- WHAT IS BEING ASKED
Revise the part of the records that opens with the line containing "Looking at the photo above, is there any aircraft nose" and closes with the line containing "[466,372,662,470]": put "rectangular box" in place of every "bounding box", leave everything else unchanged, and give only those lines.

- TASK DATA
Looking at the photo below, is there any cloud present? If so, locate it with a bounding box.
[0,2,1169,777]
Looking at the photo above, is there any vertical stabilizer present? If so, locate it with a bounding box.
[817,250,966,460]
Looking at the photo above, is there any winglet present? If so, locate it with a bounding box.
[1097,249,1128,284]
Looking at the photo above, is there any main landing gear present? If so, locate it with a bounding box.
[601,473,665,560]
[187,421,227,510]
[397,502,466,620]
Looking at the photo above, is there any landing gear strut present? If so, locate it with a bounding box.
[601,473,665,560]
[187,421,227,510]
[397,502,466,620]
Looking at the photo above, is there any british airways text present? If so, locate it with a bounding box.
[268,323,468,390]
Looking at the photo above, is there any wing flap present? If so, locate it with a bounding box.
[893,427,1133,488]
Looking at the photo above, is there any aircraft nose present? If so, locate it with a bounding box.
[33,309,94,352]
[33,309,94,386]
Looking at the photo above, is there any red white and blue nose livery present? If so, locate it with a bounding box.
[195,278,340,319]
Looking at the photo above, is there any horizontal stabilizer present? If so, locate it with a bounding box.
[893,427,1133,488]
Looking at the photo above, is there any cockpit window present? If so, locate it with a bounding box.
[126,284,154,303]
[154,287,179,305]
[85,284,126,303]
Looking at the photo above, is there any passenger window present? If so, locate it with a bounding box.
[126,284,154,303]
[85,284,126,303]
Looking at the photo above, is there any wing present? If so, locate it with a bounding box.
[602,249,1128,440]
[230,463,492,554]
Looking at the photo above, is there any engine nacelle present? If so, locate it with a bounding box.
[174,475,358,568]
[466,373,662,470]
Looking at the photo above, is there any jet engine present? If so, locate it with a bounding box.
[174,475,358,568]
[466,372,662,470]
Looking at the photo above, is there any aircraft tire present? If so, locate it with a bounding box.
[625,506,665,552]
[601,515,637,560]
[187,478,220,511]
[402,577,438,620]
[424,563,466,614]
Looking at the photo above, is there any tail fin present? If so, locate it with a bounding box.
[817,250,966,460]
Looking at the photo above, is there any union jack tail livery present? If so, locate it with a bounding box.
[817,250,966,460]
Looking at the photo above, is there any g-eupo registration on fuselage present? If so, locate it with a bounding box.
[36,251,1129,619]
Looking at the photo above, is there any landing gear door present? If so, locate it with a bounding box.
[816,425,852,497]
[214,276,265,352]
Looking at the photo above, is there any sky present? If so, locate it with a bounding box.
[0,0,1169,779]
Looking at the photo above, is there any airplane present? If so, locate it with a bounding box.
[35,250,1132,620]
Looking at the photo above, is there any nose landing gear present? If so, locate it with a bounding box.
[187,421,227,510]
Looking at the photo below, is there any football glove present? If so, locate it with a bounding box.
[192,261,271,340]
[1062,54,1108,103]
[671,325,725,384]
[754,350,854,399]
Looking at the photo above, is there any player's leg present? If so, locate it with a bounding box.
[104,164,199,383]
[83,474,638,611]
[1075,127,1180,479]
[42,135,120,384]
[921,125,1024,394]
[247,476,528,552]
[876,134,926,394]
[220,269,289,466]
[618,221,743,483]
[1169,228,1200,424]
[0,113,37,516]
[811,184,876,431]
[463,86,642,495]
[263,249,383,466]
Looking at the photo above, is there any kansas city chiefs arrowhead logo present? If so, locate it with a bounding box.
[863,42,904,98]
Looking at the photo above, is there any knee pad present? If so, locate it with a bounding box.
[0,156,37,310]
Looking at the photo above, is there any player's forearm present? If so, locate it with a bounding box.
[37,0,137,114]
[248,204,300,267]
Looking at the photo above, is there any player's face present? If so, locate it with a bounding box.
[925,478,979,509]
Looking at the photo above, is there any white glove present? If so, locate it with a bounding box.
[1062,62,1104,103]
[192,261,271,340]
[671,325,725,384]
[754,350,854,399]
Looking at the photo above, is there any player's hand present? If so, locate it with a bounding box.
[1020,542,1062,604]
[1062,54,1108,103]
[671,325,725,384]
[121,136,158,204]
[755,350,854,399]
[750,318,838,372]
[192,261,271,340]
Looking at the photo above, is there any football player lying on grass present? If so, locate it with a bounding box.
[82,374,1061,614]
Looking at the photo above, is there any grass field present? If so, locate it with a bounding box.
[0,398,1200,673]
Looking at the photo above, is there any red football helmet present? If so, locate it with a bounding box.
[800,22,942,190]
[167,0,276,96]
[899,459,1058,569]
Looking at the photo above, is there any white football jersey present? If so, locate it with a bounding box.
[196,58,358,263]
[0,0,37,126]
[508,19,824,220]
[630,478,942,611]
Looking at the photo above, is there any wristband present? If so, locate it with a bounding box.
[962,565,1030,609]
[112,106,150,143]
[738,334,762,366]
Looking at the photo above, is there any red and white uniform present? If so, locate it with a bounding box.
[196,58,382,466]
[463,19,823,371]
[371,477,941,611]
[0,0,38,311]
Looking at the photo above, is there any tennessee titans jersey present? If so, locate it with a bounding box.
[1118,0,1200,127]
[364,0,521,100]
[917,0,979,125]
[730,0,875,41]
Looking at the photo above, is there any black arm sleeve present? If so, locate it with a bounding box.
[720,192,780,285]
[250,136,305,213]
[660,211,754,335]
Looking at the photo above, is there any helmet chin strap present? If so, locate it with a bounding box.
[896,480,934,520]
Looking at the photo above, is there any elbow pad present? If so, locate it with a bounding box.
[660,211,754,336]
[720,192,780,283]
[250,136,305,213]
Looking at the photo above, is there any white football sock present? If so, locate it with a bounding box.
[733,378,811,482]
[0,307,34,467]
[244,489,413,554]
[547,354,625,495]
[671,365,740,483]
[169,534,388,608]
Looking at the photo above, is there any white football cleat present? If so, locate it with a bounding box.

- REPLY
Looking at the photo above, is there any aircraft nose present? If so, locate it with a rectangular box.
[33,309,94,352]
[33,309,94,386]
Looking at the photo above, is there any red white and blue nose livery present? If so, locate it with a rectangular box.
[195,278,340,319]
Looking at the photo above, is there any horizontal stabilizer present? If so, locate it with a rectangular box.
[893,427,1133,488]
Looking at the photo above, is there any cockpit window present? If so, locate it with a rectangular box.
[126,284,154,303]
[154,287,179,305]
[85,284,126,303]
Looking at the photo above, is there any passenger window present? If so, locate it with a rectangular box.
[126,284,154,303]
[85,284,126,303]
Looking at the photo above, is there any wing present? If so, locate it with a rectangular box.
[602,249,1128,440]
[230,463,492,554]
Looking at the photo above, is there any engine nacelle present? If so, locate it with a rectangular box.
[174,475,358,568]
[466,373,662,470]
Looking at the photo above, is there any jet engine present? If so, locate it with a rectangular box.
[174,475,358,568]
[466,372,662,470]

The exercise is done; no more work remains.